● **Compiti**
1. Secondo il testo su Butter, di che cosa è accusata Manako Kajii?
2. Elenchi tutti gli ingredienti di un thriller che il testo su Butter individua nel romanzo.
3. Scriva il seguito del testo su Butter, riprendendo dopo l'ultima frase riportata.

Copertina di "Butter" di Yuzuki Asako

Tigri di burro: Butter di Yuzuki Asako

Dettaglio albo illustrato “Little Black Sambo”. scritto e illustrato da Helen Bannerman

C’è una vecchia storia per ragazzi del 1899 in cui un bimbo, per salvarsi da quattro tigri affamate, dona loro i suoi nuovi vestiti colorati e il suo ombrello. Le tigri vanitose litigano tra di loro per decidere chi debba indossarli fino a che una lotta furibonda le trasforma in delizioso burro. La madre del bimbo userà allora quel burro per cucinare dei pancake che mangerà tutta la famiglia riunita, sana e salva.

È una storia che va tenuta a mente poiché fa da sfondo, anche se a volte forse in modo un po’ maldestro, a tutte le vicende di questo romanzo. Da varie prospettive e con i significati più inaspettati.

Protagonista del romanzo è Rika, una giornalista giovane e in carriera che per una serie di vicissitudini si interessa al caso di una donna, Manako Kajii, accusata di aver ucciso per interesse economico alcuni uomini facoltosi.

Un’assassina. Una giornalista. Alcuni testimoni. Le scene dei delitti. Vittime. Solitudini. Interessi. Tutti gli ingredienti di un thriller che si rispetti.

● **Dati mostrati**
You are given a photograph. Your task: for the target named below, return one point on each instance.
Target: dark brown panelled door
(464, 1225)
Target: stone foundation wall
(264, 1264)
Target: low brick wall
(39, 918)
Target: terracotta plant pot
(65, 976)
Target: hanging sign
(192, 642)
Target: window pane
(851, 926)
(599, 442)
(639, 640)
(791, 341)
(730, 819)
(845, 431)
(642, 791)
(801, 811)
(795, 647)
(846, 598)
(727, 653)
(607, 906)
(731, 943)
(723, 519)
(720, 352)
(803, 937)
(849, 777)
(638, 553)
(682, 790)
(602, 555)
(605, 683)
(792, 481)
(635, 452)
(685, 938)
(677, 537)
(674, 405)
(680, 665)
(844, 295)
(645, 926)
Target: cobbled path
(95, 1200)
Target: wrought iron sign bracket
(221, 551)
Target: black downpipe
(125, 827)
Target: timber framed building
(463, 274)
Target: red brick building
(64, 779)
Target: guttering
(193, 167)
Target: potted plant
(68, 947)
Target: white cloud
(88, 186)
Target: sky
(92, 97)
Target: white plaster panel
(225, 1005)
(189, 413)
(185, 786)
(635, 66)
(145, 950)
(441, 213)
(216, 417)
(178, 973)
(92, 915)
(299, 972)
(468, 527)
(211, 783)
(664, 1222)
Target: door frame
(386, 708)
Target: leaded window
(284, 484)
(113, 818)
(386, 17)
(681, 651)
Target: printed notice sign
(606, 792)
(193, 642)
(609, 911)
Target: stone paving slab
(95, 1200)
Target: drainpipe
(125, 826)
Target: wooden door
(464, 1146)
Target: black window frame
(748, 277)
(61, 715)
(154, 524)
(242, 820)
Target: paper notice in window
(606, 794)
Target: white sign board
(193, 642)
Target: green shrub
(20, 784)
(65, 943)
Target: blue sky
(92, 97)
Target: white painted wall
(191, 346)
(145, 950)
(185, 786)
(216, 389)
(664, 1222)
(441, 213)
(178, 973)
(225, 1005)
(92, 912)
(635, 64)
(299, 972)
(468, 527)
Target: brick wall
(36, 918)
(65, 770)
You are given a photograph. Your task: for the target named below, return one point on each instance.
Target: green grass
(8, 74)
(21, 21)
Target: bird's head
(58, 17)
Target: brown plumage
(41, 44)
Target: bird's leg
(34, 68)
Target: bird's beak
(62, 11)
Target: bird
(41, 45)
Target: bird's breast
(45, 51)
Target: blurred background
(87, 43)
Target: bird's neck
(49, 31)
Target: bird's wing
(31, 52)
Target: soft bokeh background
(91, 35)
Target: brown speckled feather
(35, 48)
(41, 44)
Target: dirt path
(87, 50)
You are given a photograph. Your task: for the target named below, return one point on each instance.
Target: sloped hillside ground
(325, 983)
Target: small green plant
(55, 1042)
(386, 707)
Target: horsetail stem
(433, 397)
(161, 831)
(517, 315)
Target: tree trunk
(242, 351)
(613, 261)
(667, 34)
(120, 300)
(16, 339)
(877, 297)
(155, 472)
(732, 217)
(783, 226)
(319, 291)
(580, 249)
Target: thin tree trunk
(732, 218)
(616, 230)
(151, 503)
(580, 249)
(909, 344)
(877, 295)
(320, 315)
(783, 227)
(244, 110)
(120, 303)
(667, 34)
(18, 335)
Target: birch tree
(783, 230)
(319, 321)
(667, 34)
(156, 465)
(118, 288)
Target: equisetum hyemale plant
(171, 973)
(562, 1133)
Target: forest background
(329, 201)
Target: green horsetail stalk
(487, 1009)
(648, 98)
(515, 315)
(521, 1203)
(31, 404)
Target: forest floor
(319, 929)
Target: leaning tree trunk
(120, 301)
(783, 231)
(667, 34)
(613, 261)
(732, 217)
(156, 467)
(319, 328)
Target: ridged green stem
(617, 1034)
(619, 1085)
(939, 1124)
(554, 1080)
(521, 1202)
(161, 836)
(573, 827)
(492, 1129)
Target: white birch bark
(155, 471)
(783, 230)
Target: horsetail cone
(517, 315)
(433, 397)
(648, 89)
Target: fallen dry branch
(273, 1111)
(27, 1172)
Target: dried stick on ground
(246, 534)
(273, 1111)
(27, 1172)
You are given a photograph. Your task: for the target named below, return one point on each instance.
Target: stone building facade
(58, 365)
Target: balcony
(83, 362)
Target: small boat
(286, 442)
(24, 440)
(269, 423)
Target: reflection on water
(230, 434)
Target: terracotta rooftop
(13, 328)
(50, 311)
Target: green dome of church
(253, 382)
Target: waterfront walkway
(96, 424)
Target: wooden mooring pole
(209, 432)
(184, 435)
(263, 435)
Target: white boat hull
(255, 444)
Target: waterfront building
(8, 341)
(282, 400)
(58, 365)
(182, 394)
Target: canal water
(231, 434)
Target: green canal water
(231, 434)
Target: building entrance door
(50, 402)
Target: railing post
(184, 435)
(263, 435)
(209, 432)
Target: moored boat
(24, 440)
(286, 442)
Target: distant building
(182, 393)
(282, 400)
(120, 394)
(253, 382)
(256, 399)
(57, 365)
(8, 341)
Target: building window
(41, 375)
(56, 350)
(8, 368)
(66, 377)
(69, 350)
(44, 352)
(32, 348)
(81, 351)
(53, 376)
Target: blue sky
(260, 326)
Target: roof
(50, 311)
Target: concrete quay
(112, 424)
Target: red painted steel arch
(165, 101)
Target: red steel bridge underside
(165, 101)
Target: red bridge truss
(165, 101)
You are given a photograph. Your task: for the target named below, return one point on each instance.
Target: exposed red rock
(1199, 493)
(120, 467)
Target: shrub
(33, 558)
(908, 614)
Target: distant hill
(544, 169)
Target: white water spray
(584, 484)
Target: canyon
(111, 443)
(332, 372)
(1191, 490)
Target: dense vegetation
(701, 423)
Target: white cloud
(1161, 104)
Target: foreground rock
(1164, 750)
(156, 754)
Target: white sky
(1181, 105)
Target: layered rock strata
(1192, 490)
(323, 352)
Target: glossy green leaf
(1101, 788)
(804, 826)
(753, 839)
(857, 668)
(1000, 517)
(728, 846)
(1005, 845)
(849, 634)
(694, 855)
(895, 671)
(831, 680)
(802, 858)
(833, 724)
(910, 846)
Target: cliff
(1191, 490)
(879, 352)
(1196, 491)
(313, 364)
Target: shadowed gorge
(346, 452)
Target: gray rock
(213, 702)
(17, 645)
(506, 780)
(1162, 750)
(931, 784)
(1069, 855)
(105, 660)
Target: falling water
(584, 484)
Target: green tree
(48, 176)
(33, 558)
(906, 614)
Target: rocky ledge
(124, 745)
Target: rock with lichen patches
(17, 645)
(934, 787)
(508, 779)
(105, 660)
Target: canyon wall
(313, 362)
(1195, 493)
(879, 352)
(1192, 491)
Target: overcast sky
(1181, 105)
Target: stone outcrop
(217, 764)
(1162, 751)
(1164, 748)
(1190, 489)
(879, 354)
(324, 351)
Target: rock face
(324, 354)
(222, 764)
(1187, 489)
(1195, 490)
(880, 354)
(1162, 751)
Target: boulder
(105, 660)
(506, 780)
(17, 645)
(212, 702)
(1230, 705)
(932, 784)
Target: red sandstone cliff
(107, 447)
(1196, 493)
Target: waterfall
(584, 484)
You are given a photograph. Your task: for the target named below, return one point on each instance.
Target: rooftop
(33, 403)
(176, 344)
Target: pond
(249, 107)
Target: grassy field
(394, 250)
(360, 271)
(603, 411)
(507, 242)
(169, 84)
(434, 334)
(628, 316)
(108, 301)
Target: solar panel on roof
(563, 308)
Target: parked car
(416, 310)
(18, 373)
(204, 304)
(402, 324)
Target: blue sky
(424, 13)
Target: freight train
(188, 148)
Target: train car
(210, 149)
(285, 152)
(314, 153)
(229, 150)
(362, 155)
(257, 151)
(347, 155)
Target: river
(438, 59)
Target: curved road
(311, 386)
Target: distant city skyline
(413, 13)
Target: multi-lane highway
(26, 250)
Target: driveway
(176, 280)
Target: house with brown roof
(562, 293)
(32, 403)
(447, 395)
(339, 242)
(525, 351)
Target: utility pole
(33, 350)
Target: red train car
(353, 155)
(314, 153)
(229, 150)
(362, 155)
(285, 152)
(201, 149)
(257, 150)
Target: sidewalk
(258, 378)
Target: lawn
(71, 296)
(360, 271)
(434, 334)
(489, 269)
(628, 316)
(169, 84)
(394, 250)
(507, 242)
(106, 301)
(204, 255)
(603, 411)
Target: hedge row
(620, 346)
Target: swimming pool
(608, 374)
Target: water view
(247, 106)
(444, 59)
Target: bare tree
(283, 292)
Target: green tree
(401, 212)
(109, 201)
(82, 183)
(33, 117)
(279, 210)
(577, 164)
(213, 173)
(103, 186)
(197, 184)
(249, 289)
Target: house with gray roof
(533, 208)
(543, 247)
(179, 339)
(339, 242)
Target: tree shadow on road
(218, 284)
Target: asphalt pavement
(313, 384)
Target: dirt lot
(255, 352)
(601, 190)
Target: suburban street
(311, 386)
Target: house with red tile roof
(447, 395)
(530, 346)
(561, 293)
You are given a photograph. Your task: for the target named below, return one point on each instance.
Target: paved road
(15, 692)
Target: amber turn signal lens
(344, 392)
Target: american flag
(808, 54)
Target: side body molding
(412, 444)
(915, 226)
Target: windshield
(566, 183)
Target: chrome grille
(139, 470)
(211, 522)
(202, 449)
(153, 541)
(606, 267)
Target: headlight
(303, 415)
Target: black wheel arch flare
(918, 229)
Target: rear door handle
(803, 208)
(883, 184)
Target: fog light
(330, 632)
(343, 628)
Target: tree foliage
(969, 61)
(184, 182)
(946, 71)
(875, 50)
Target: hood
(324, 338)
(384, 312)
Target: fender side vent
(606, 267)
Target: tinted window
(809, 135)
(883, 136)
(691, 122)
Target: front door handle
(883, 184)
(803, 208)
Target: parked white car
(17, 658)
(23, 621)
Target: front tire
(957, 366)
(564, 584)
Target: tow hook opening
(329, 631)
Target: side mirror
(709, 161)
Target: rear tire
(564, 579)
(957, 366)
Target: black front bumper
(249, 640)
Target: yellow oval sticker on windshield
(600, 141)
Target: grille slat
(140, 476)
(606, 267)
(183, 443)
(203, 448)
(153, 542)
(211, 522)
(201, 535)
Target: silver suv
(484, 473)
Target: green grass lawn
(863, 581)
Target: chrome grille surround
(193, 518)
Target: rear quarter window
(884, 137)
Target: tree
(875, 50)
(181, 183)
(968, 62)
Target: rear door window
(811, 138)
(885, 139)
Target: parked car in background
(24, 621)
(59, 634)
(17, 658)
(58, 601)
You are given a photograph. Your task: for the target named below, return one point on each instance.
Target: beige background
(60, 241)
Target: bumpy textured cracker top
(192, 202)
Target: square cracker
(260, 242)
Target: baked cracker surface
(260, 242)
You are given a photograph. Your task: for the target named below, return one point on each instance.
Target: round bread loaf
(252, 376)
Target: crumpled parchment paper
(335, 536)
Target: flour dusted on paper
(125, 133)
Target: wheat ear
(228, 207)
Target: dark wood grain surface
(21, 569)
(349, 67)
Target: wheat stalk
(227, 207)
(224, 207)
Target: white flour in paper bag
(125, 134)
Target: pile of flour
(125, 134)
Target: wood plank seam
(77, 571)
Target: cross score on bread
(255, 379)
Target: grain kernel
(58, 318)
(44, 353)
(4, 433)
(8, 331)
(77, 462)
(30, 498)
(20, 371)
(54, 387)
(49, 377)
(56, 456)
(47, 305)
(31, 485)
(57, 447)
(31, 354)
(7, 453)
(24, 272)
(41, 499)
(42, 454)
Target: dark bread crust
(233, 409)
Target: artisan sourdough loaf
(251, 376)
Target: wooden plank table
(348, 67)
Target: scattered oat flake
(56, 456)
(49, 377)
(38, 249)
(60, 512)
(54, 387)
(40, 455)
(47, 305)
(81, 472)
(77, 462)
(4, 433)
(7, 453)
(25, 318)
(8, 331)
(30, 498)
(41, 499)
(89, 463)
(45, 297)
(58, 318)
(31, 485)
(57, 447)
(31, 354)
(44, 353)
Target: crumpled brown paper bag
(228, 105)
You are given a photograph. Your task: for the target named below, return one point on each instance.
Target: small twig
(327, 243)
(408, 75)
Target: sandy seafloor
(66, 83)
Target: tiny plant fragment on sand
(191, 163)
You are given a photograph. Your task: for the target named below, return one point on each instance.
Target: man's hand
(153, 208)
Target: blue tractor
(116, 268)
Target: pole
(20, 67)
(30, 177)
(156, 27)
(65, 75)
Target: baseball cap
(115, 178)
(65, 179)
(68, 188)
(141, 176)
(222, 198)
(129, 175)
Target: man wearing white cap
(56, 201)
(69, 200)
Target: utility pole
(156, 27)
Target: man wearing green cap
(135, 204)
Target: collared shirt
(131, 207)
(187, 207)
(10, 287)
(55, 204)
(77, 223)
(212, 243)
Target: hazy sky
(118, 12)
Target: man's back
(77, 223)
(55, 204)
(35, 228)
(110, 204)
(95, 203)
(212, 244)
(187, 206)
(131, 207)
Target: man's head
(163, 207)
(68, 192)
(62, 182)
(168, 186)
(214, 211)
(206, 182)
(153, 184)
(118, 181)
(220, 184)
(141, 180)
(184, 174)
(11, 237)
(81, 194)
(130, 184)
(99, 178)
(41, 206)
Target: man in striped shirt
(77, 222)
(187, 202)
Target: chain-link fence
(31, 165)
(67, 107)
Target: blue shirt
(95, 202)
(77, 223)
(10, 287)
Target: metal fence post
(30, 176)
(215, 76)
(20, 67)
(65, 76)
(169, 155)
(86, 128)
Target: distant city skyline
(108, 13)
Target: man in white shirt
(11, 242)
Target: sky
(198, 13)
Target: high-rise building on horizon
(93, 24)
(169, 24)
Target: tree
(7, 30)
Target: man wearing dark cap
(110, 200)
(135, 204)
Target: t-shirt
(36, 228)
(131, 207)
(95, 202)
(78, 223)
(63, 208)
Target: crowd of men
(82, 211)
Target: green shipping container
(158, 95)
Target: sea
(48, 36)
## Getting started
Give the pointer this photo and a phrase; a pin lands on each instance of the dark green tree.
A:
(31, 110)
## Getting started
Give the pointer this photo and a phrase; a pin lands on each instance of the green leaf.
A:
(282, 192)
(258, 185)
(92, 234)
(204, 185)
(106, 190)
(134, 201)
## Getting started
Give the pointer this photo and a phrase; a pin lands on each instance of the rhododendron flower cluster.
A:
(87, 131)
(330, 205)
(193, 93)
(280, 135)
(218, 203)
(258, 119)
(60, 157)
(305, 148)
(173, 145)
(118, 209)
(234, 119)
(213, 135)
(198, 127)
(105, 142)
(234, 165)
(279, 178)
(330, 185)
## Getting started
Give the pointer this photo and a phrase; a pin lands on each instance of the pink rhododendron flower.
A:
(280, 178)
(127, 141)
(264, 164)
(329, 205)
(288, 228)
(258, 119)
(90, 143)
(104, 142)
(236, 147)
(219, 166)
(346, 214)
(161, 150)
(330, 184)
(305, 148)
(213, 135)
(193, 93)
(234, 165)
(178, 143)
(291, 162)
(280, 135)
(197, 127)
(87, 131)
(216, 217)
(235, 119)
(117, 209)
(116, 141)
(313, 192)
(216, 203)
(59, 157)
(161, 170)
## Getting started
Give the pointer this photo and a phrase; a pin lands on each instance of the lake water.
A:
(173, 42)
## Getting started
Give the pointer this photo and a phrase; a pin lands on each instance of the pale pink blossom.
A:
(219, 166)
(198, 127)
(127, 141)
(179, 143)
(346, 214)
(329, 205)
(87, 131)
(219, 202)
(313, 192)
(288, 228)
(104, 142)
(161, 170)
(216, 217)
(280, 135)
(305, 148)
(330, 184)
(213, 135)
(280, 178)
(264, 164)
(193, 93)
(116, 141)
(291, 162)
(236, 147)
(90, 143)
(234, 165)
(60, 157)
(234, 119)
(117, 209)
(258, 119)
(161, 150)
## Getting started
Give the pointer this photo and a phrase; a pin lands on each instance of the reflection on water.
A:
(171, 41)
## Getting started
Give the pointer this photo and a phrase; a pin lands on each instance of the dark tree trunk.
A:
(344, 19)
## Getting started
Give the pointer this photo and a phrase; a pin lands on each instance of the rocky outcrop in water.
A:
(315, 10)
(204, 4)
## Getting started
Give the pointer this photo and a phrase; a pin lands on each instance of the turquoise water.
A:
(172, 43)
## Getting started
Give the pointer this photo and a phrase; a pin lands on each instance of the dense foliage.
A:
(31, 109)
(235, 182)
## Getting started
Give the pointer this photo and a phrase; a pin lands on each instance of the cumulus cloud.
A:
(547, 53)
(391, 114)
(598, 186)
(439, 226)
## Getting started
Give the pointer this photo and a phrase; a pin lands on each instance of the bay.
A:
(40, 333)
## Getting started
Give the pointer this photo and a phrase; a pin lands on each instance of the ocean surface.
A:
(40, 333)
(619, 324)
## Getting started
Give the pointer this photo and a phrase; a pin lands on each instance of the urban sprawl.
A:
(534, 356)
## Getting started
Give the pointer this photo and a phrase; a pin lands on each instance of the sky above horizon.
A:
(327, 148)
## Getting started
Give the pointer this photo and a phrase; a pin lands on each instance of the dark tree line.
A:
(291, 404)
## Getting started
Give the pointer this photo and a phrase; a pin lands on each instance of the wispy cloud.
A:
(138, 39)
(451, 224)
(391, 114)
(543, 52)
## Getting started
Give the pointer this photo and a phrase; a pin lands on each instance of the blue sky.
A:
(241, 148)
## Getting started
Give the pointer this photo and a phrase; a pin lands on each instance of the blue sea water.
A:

● **Risultati per compito**
1. Di aver ucciso per interesse economico alcuni uomini facoltosi.

2. Un'assassina, una giornalista, alcuni testimoni, le scene dei delitti, vittime, solitudini, interessi.

3.
Il punto è che per quanto la storia sia intrigante e fino all’ultimo ci si chieda come siano andati i fatti e dove risiedano le colpe, la vera forza del romanzo è in tutto quello che c’è intorno e il suo affrontare i temi salienti di una società che grida in maniera fortissima al cambiamento.

Cominciamo dal corpo delle donne:

La protagonista, Rika, inizia ben presto a fare i conti con pensieri e azioni che cominciano a modificare il suo aspetto e il rapporto con i suoi desideri.

Nella società attuale, a tutti veniva inculcato il concetto che le donne dovevano essere magre, e la scelta di continuare a vivere in sovrappeso, senza seguire una dieta, per le donne comportava con tutta probabilità la consapevolezza di doverne subire pesanti conseguenze.

Amaramente, nessuna novità. Ma poi continua.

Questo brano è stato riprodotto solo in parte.